-- Data shown start --

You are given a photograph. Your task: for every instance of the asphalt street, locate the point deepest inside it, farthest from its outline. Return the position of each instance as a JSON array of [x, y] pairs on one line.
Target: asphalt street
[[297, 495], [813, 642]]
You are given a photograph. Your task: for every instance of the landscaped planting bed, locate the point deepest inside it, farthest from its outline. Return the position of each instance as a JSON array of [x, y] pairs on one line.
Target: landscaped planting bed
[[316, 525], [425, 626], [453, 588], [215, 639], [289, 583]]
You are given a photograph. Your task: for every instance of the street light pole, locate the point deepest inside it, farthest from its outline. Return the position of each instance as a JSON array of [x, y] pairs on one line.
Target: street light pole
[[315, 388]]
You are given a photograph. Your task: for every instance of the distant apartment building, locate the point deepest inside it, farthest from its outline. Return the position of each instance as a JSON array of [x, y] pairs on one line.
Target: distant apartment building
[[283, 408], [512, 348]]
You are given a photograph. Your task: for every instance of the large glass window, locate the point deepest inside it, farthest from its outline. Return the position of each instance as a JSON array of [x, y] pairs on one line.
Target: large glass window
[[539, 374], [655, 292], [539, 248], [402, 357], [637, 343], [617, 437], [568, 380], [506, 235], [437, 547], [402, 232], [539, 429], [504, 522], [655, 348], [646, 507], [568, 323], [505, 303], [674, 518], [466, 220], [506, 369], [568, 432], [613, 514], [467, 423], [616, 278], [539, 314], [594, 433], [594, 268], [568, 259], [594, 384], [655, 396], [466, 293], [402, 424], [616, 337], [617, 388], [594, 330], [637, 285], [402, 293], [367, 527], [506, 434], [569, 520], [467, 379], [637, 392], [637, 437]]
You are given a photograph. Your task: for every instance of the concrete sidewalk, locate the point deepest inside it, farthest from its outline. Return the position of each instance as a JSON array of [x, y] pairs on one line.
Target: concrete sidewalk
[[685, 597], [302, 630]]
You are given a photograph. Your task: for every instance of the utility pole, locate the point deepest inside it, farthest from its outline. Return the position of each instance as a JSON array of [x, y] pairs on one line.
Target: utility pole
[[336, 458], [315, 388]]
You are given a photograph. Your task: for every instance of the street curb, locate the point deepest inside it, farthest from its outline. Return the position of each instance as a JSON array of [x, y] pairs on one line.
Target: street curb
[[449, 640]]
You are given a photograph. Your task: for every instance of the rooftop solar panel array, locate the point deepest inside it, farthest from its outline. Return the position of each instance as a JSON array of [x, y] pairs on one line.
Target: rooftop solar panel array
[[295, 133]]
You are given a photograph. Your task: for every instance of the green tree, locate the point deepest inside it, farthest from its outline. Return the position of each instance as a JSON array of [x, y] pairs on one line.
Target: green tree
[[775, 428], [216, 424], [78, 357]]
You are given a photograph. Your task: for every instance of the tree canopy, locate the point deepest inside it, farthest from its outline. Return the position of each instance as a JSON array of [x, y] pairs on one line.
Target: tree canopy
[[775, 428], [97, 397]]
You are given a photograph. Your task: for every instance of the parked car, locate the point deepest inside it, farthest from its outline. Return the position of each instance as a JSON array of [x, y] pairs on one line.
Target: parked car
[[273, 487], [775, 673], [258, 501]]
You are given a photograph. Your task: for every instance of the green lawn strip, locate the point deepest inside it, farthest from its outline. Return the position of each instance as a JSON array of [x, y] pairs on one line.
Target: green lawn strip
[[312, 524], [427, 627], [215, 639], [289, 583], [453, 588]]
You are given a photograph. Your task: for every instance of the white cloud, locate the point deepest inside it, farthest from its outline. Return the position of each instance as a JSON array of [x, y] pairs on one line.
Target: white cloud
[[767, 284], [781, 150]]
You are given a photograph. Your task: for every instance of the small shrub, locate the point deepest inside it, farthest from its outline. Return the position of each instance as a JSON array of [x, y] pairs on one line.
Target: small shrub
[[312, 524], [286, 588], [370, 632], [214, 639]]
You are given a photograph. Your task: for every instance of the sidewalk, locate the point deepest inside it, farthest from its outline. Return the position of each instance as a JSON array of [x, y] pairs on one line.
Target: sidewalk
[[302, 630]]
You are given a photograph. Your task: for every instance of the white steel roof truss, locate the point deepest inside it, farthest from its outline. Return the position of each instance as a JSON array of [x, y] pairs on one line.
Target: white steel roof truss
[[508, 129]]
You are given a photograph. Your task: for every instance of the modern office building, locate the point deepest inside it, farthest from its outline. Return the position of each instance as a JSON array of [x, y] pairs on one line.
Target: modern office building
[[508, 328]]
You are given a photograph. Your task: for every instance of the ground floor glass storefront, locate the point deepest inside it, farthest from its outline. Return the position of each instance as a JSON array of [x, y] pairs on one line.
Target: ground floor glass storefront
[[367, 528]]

-- Data shown end --

- [Exercise details] Rewrite all of the data above, switching every "JSON array" to "JSON list" and leaving everything else unchanged.

- [In response]
You are given a photograph. Your task: for every instance of the asphalt street, locate the point deepest inside it, farthest from its outline. Return the position of each instance as a JSON list of [x, y] pairs on one line.
Target: asphalt street
[[297, 495], [813, 642]]
You are given a photograph. Your task: for every instance of the landscaped planting bed, locate the point deepest inside it, farthest from its outline. Return the position of each instance as a JSON list of [x, y] pairs on one line.
Target: landscaped planting bed
[[316, 525], [425, 626], [453, 588], [215, 639], [289, 583]]
You are given a photograph. Your task: for every instance of the street light pole, locate the point deepest inside it, farthest from its outline. Return the position of each instance as a JSON list of [x, y] pairs on one line.
Target: street light pole
[[315, 388]]
You are given a photograph. Your task: for every instance of the distant apartment building, locate the point deepest inside it, farthest from its outline. Return the position of each instance as a JSON list of [x, y] pairs on one line.
Target: distant apartment building
[[283, 408], [512, 348]]
You are given a photograph. Your task: for every instance of the large glass window, locate the point deepest inside it, farthest from its outline. Return the position of each instance as a JSON list of [x, y] pairs on one line.
Target: large glass window
[[539, 374], [655, 292], [539, 248], [402, 357], [637, 343], [617, 437], [568, 380], [506, 235], [437, 547], [402, 232], [539, 429], [504, 522], [655, 348], [646, 507], [568, 323], [505, 303], [674, 518], [466, 220], [506, 369], [568, 432], [613, 514], [467, 423], [616, 278], [539, 314], [594, 433], [594, 268], [568, 259], [594, 384], [655, 396], [466, 293], [402, 424], [616, 337], [617, 388], [594, 330], [637, 285], [402, 293], [367, 527], [506, 434], [569, 520], [467, 379], [637, 392], [637, 437]]
You are given a photograph. Your task: for every instance of the concrete sidewalk, locate the point deepest inside it, farthest from its outline. Return the position of each instance as a JSON list of [x, y] pairs on one line.
Target: concrete sidewalk
[[685, 597], [302, 630]]
You are given a photograph. Your task: for every instance of the utility pole, locate the point deepest inside it, farthest from its outline. Return the position of each instance as a JSON list of [x, y] pairs on one line.
Target: utility pole
[[336, 458], [315, 388]]
You are given a photograph. Your task: for every instance of the street curb, locate the point deepest inside it, farthest from its outline. Return the position of each instance as a JSON list of [x, y] pairs on one line.
Target: street curb
[[449, 640]]
You are given a photograph. Your task: for every instance of the rooftop solar panel array, locate the point deepest inside it, farthest from its outline. Return the position of each instance as a JSON list of [x, y] pairs on one line.
Target: rooftop solar panel array
[[295, 133]]
You are given a photograph. Your task: for every instance of the green tree, locate the point deepest inside it, farthest from its outline. Return the position of each instance as a JSON list of [x, y] pairs on one line.
Target: green tree
[[775, 428], [216, 424], [78, 357]]
You are given a photograph. Your task: for every instance of the tree canopy, locate the point deepest inside it, farthest from its outline. Return the position of each instance as a JSON list of [x, y] pairs on one line.
Target: tree canopy
[[775, 428], [97, 397]]
You are given a photograph. Your task: for every instance of the parked car, locate the point deepest inside it, farthest from its outline. Return the position of each instance as a JSON list of [x, y] pairs on one line.
Target: parked car
[[273, 487], [775, 673], [258, 501]]
You are given a photograph. Your task: for every instance of the green lawn strip, locate the point deepest inside it, farthest from its outline. Return the position of each instance as a JSON list of [x, y] pairs on one line.
Target: green lawn strip
[[312, 524], [427, 627], [215, 639], [289, 583], [453, 588]]
You are given a photograph. Your task: for every instance of the white cloud, locate the point deepest inside it, farthest from its outline. Return the position of each instance as a JSON list of [x, y] pairs on one line.
Target: white cloud
[[767, 284], [781, 150]]
You are given a photograph. Your task: for every instance of the small shrub, locate the point deepest inside it, farthest from its outline. Return the position of each instance as a JSON list of [x, y] pairs on one line.
Target: small shrub
[[312, 524], [286, 588], [370, 632], [214, 639]]
You are given a photograph. Your task: for every instance of the sidewalk, locate the point deepest inside it, farthest from its outline. Return the position of each instance as a JSON list of [x, y] pairs on one line.
Target: sidewalk
[[302, 630]]
You are given a photograph. Your task: for every instance of the white steel roof truss, locate the point deepest inside it, farthest from its outline. Return the position of each instance as a JSON list of [x, y] pairs on one line.
Target: white steel roof truss
[[508, 129]]
You are given a photograph. Your task: for every instance of the modern office building, locate the point deepest inside it, farthest from its outline. Return the position of each instance as a JSON list of [x, y] pairs on one line.
Target: modern office building
[[508, 328]]
You are given a photograph. Your task: for every instance of the ground floor glass storefront, locate the point deepest inside it, farthest from its outline. Return the position of each instance as a JSON list of [x, y] pairs on one line.
Target: ground floor glass storefront
[[367, 528]]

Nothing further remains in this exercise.